--- DOCUMENT EXCERPT Enclosed Below ---

Indeed, James Cagney himself pointed out that his portrayal of Tom Powers was based on a friend of his father ‘not as a character but the way I played him’ (Cagney); a gregarious raconteur with a great sense of humor, who ended up in Sing Sing for a pointless murder. Like his father’s friend, Cagney saw Tom Powers as a ‘damned soul’ but played him without the humor as there was ‘no time to do that’.

The Public Enemy stands tall today for one main reason – James Cagney. Whilst the rest of the cast do their job well and assist Cagney in his performance, Cagney is electric and dominates the screen. Variety in 1931 lauded his performance, though were less enamored with Jean Harlow (though they felt she had great presence, Variety felt her voice needed work). Cagney is all New York – in attitude as well as dialogue and speaking voice. Unlike the other actors, who carefully annunciate their words (an expectation during the early talkies), Cagney doesn’t hold back with his fast-talking banter, bringing a ‘realism’ to the role. The audience is also drawn to the physicality and sense of movement that Cagney possessed. Being a dancer, Cagney was aware of how to utilize space around him and move with a deftness and fluidity that his fellow cast members seem to lack. As a result, the audience cannot help but look at Cagney constantly, adding his own personal mannerisms that bring a uniqueness to the role. Cagney would employ a particular gesture that his father used; a gentle and affectionate tap to the jaw – a perfect example of such a mannerism. Furthermore, Cagney’s interactions with characters are filled with an energy that never tires.

Everything about Tom Powers does not make him a likeable character; his treatment of women, his use of violence, lack of compassion and overall career choice are all character traits that are deplorable. Yet Cagney became a star – his portrayal of Tom Powers was what a great, breakthrough role is to any actor seeking stardom. Indeed, it is impossible to imagine any other actor in the role of Tom Powers. It is Cagney’s courage and determination to play the role as totally unsympathetic. And yet the audience still has sympathy and connection with Tom Powers.

--- End of Enclosed DOCUMENT EXCERPT ---
--- PROVIDED INFORMATION Enclosed Below ---

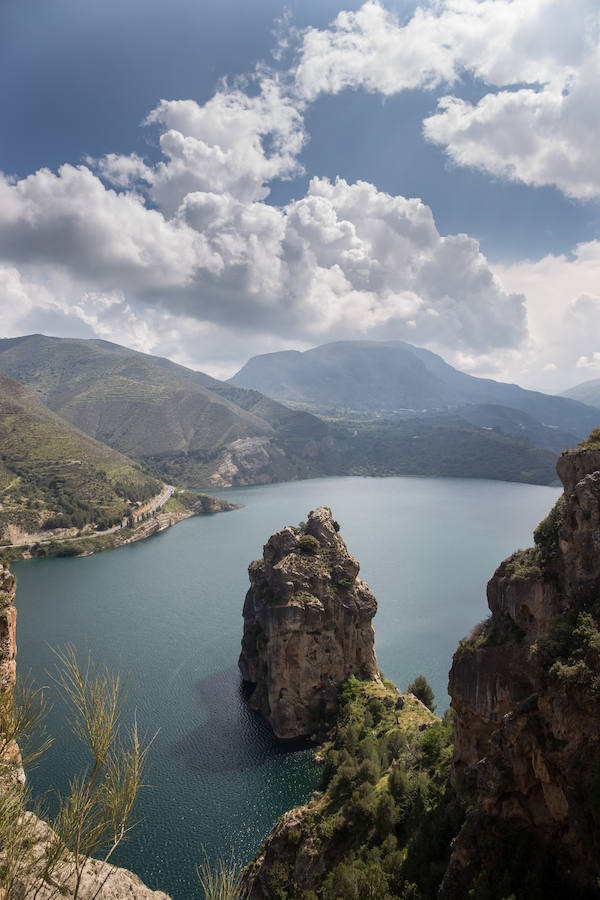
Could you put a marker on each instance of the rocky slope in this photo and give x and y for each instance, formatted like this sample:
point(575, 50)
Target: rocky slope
point(307, 626)
point(10, 761)
point(525, 688)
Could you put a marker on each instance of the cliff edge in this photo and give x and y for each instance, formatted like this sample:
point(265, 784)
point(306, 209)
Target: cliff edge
point(525, 689)
point(307, 626)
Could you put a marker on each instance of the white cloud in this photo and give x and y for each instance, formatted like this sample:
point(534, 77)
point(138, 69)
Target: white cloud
point(539, 137)
point(546, 133)
point(183, 255)
point(235, 144)
point(563, 311)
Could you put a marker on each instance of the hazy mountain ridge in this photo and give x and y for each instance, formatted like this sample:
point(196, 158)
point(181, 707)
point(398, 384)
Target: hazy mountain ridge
point(54, 476)
point(586, 392)
point(395, 378)
point(195, 430)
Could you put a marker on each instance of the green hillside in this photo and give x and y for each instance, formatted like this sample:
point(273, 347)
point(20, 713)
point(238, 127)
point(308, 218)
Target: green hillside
point(53, 476)
point(194, 430)
point(586, 392)
point(363, 379)
point(143, 405)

--- End of Enclosed PROVIDED INFORMATION ---

(PROBLEM SET)
[a] Decide whether each statement agrees with the Cagney passage. Answer yes or no for each, quoting the words that settle it.
(i) Variety in 1931 praised Cagney's performance.
(ii) Cagney gave Tom Powers the humor of his father's friend.
(iii) Cagney had a background as a dancer.
[b] Condense the paragraph of the Cagney passage that begins "Everything about Tom Powers" into a short list of its main points.
[c] Copy word for word the part of the Cagney passage from "Everything about Tom" to "with Tom Powers.".
Work from the Cagney passage alone.

(SOLUTIONS BELOW)
[a]
(i) Yes: "Variety in 1931 lauded his performance"
(ii) No: "played him without the humor as there was ‘no time to do that’"
(iii) Yes: "Being a dancer, Cagney was aware of how to utilize space around him"

[b]
- Tom Powers is not likeable. His treatment of women, violence, lack of compassion and career choice are deplorable.
- The role still made Cagney a star and was a true breakthrough.
- No other actor can be imagined as Tom Powers.
- Cagney had the courage and determination to play him as totally unsympathetic.
- The audience still feels sympathy and connection with Tom Powers.

[c]
Everything about Tom Powers does not make him a likeable character; his treatment of women, his use of violence, lack of compassion and overall career choice are all character traits that are deplorable. Yet Cagney became a star – his portrayal of Tom Powers was what a great, breakthrough role is to any actor seeking stardom. Indeed, it is impossible to imagine any other actor in the role of Tom Powers. It is Cagney’s courage and determination to play the role as totally unsympathetic. And yet the audience still has sympathy and connection with Tom Powers.